** Excerpted text **
»»

RAG Plugin for LM Studio — Local Semantic Search & Document Q&A

True local Retrieval-Augmented Generation for LM Studio. Ingest documents into a semantic vector index, query by meaning (not just keyword), and have relevant chunks automatically injected into every new chat session — all running locally with no external services.

Keywords: lm studio plugin, local rag, retrieval augmented generation, private document search, offline semantic search, local embeddings, no cloud, no api key

This is what the knowledge-plugin and document-parser-plugin lack: actual semantic search with embeddings.

Who This Is For

Developers and researchers who want to ask questions about their own documents without uploading to any cloud service
Privacy-conscious users who need offline document Q&A with a local LLM
Anyone building a private knowledge base that works with LM Studio's local models
Teams that want semantic search over internal documentation without a SaaS subscription

What It Does

Semantic search — finds chunks by meaning, not keyword matching. "What are the payment terms?" finds relevant text even if it doesn't use those exact words.
True RAG pipeline — chunk → embed → store → retrieve → inject. The complete loop.
Local embeddings — uses a local LM Studio embedding model. Nothing leaves your machine.

Requirements

LM Studio with an embedding model loaded (e.g. nomic-embed-text, mxbai-embed-large, all-minilm)
Node.js 18+

To download an embedding model in LM Studio: go to the model browser, filter by "Embedding" under model type.

««

Give, in order, each step of the RAG pipeline as the plugin page names it. The lines that come next are separate material, unrelated to the plugin page.

(Region pointing data)
»»

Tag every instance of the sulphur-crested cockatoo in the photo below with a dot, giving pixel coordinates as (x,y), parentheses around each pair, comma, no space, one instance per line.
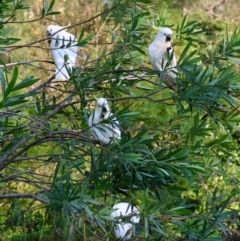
(104,132)
(63,49)
(124,228)
(161,55)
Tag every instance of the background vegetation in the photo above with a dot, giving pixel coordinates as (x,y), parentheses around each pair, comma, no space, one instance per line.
(178,158)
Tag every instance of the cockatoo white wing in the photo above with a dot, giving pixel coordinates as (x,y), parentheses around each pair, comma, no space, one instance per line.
(160,52)
(123,230)
(63,50)
(104,132)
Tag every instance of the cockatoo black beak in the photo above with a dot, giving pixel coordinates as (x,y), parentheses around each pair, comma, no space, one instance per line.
(168,38)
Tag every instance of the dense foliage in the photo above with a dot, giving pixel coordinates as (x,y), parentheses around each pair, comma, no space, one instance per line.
(177,160)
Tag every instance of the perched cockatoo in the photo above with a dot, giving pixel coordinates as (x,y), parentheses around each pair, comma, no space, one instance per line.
(63,49)
(161,55)
(104,132)
(123,229)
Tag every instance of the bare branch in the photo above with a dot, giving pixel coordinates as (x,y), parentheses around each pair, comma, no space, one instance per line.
(23,195)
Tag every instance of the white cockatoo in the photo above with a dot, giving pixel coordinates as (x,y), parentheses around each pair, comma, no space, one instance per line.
(104,132)
(123,229)
(63,49)
(161,55)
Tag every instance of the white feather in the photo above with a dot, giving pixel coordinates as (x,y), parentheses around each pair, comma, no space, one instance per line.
(103,132)
(160,51)
(62,48)
(123,230)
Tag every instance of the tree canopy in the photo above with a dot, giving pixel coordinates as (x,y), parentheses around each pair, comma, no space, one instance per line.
(177,160)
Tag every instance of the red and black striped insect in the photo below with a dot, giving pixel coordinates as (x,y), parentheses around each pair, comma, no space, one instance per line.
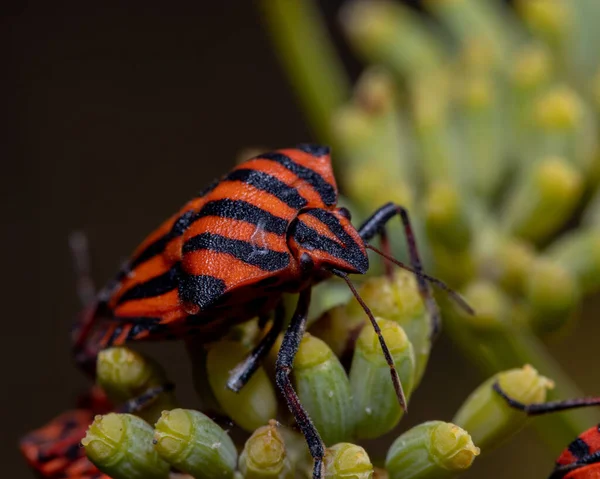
(268,227)
(54,450)
(581,458)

««

** Answer section **
chunk, embed, store, retrieve, inject